ASSIGNMENT >> Where the records below show the word "plastic" in a line, please copy that line.

○ ○ ○ ○

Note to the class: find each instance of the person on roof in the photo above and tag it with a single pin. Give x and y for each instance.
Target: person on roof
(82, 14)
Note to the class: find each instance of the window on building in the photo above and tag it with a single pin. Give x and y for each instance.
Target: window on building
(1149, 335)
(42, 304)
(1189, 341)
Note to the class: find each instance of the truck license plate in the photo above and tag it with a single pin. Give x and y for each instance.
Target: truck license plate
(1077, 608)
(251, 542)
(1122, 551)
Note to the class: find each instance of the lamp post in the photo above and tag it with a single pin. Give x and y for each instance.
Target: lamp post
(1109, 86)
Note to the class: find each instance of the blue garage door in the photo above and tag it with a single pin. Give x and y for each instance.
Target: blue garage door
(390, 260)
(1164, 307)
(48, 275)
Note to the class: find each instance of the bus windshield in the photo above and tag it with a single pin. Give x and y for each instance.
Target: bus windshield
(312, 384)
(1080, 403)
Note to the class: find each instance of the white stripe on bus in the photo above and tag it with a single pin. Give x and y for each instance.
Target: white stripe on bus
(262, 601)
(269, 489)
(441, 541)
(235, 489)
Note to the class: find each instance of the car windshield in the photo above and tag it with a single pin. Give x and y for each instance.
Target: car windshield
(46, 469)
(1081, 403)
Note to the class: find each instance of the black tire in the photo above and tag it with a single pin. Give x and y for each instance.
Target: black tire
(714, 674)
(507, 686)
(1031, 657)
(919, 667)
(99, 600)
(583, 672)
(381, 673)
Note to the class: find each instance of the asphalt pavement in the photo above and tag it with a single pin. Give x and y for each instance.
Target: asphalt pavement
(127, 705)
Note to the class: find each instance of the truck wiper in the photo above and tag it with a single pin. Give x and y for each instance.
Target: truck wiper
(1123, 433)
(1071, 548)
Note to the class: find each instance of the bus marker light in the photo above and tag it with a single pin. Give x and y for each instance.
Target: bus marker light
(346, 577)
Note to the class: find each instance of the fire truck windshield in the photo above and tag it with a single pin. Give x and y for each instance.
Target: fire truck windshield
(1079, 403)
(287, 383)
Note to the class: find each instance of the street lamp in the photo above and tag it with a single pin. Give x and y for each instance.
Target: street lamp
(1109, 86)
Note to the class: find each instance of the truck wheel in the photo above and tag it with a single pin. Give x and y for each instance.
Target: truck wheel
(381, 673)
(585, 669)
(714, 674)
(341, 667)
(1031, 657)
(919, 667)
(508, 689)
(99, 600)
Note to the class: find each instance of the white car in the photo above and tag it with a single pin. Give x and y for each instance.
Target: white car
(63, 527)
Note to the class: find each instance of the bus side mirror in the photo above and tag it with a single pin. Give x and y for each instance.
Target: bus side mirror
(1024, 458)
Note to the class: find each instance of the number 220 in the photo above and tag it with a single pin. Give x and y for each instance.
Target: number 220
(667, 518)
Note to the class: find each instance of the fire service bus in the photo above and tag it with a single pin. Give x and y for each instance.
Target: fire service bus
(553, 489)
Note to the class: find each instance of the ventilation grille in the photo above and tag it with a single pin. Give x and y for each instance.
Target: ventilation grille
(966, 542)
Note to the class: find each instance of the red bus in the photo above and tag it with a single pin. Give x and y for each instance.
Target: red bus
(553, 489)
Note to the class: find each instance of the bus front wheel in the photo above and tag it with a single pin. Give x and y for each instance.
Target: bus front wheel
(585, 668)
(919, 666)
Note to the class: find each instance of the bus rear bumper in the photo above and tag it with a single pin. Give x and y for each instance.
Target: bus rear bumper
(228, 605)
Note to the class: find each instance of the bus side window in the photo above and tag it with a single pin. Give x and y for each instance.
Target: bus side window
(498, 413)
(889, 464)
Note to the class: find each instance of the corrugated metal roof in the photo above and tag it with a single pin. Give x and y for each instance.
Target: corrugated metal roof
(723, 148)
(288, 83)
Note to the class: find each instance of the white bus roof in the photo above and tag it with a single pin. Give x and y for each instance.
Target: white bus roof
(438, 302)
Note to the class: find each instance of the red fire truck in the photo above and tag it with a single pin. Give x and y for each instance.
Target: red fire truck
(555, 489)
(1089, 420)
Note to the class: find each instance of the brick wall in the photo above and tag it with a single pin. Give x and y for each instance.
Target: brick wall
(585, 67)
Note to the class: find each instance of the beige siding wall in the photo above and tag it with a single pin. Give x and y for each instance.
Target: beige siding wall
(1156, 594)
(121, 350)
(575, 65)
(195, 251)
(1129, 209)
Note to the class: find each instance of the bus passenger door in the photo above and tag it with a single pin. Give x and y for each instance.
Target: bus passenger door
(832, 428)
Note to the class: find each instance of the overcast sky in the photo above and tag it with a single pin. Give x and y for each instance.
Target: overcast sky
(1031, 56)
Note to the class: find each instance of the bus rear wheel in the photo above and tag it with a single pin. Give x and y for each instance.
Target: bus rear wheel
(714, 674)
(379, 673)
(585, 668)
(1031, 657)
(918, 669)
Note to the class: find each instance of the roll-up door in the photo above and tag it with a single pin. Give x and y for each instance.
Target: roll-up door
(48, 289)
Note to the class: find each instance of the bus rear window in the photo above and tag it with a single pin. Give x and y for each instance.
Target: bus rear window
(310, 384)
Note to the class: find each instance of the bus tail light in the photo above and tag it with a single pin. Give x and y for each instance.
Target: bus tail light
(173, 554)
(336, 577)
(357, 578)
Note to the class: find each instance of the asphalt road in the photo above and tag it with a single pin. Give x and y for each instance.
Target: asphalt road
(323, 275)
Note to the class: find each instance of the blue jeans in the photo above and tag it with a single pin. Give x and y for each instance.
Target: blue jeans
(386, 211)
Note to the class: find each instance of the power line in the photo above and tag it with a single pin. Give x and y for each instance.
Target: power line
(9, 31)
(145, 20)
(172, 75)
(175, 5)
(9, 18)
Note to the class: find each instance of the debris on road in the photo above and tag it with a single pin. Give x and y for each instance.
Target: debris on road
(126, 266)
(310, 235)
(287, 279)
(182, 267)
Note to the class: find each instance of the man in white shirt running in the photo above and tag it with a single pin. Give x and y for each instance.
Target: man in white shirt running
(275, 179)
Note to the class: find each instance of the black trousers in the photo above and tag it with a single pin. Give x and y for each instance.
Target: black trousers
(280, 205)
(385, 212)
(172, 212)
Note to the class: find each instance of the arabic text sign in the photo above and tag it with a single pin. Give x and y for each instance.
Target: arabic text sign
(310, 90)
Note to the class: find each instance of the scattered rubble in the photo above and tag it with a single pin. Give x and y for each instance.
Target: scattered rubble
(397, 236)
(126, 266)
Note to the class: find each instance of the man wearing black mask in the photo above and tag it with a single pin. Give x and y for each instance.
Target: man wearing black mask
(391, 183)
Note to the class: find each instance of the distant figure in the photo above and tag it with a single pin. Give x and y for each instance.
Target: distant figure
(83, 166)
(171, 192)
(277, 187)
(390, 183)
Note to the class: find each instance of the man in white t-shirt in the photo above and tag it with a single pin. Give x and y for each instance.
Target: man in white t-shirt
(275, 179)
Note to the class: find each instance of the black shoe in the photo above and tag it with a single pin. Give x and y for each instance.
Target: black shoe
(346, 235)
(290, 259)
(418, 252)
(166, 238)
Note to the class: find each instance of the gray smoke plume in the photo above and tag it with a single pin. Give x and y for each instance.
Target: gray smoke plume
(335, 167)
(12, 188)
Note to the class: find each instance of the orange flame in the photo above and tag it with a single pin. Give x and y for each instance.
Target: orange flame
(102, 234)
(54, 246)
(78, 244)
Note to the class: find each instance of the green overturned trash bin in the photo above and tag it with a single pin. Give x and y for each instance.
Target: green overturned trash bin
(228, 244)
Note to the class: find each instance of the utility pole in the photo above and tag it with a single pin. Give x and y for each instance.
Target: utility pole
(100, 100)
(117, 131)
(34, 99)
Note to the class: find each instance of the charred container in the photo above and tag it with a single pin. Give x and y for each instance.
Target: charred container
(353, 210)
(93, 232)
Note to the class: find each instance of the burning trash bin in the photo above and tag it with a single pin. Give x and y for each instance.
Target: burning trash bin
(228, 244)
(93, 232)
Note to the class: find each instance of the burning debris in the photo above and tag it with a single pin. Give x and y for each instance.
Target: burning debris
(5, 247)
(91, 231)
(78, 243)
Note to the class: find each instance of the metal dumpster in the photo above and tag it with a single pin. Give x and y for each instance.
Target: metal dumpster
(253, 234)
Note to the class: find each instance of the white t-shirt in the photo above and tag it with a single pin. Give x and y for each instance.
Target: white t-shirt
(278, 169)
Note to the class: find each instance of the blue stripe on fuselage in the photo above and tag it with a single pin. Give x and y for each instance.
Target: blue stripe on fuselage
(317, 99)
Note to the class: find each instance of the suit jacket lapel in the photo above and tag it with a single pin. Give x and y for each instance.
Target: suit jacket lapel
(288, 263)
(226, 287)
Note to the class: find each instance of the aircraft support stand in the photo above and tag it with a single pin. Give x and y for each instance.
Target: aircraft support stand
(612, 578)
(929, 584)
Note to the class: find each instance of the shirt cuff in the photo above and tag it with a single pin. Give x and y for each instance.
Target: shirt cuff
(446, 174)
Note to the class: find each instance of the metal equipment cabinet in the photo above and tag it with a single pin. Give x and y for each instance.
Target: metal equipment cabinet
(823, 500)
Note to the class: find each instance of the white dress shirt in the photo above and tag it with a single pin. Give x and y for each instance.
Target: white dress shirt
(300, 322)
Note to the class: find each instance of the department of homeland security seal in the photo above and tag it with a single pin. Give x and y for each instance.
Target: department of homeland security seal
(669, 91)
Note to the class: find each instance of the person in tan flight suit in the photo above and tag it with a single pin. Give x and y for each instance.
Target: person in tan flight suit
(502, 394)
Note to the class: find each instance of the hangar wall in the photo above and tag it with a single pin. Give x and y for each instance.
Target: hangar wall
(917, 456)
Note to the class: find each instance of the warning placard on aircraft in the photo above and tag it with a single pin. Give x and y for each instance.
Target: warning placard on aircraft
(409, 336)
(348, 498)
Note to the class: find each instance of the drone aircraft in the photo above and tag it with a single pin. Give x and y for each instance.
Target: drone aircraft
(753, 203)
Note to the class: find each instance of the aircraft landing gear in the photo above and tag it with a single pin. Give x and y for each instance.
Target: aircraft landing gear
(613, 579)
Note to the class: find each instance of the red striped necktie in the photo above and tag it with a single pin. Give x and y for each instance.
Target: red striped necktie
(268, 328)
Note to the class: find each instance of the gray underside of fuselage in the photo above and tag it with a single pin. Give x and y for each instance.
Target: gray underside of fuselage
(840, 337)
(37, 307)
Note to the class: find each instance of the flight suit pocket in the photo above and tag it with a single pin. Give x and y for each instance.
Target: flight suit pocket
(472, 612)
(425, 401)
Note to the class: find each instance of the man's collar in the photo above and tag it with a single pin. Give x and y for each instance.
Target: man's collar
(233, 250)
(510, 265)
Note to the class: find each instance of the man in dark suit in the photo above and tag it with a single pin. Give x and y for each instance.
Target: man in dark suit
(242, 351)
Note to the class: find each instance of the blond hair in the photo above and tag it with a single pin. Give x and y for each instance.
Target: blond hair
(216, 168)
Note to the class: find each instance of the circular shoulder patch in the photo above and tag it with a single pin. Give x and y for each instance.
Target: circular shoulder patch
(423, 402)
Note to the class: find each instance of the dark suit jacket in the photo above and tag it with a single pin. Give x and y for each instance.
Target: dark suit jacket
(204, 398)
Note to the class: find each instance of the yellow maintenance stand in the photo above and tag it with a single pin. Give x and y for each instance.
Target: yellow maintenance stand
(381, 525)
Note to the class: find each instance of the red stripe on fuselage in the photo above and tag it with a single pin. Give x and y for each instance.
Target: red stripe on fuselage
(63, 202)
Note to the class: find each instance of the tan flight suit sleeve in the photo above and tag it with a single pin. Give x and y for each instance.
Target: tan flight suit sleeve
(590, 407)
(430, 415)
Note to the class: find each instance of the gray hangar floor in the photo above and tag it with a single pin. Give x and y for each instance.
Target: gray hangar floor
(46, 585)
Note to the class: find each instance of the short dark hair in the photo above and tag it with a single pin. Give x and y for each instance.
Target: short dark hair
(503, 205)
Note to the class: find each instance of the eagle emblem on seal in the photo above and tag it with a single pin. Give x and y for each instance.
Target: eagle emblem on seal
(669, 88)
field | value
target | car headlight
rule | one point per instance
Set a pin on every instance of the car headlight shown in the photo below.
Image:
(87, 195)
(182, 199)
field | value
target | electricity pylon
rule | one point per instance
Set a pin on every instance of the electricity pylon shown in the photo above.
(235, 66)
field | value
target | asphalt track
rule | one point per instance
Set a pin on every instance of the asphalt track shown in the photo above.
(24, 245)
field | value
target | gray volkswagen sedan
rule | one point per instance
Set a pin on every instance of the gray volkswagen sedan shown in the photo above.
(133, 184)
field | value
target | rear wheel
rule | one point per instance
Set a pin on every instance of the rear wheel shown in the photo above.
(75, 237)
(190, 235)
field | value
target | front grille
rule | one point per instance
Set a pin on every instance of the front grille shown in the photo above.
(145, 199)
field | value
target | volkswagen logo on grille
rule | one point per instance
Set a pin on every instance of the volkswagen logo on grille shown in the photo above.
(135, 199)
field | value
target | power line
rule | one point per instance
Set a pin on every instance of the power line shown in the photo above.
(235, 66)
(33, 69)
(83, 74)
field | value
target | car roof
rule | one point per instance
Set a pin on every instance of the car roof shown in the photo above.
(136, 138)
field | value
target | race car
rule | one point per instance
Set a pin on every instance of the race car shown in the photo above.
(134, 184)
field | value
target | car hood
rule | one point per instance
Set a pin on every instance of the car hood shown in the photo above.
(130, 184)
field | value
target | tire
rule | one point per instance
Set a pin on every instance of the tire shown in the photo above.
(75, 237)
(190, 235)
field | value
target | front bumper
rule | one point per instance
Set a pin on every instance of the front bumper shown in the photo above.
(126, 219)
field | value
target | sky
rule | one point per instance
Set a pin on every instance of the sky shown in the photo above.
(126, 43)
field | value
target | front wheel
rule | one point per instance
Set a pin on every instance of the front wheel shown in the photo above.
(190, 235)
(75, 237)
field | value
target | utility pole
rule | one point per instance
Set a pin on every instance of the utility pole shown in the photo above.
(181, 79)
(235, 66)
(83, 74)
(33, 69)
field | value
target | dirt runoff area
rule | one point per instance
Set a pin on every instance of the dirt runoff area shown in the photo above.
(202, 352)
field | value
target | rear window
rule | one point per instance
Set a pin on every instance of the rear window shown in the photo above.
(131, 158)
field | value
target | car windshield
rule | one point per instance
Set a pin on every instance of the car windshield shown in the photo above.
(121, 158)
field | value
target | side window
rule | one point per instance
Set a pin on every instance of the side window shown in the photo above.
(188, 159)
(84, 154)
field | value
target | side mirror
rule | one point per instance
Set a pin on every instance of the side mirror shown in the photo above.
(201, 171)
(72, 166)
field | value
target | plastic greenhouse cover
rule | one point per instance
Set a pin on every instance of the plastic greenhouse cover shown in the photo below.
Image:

○ ○ ○ ○

YOUR SOLUTION >>
target | plastic greenhouse cover
Set a pin on every instance of the plastic greenhouse cover shown in the photo below.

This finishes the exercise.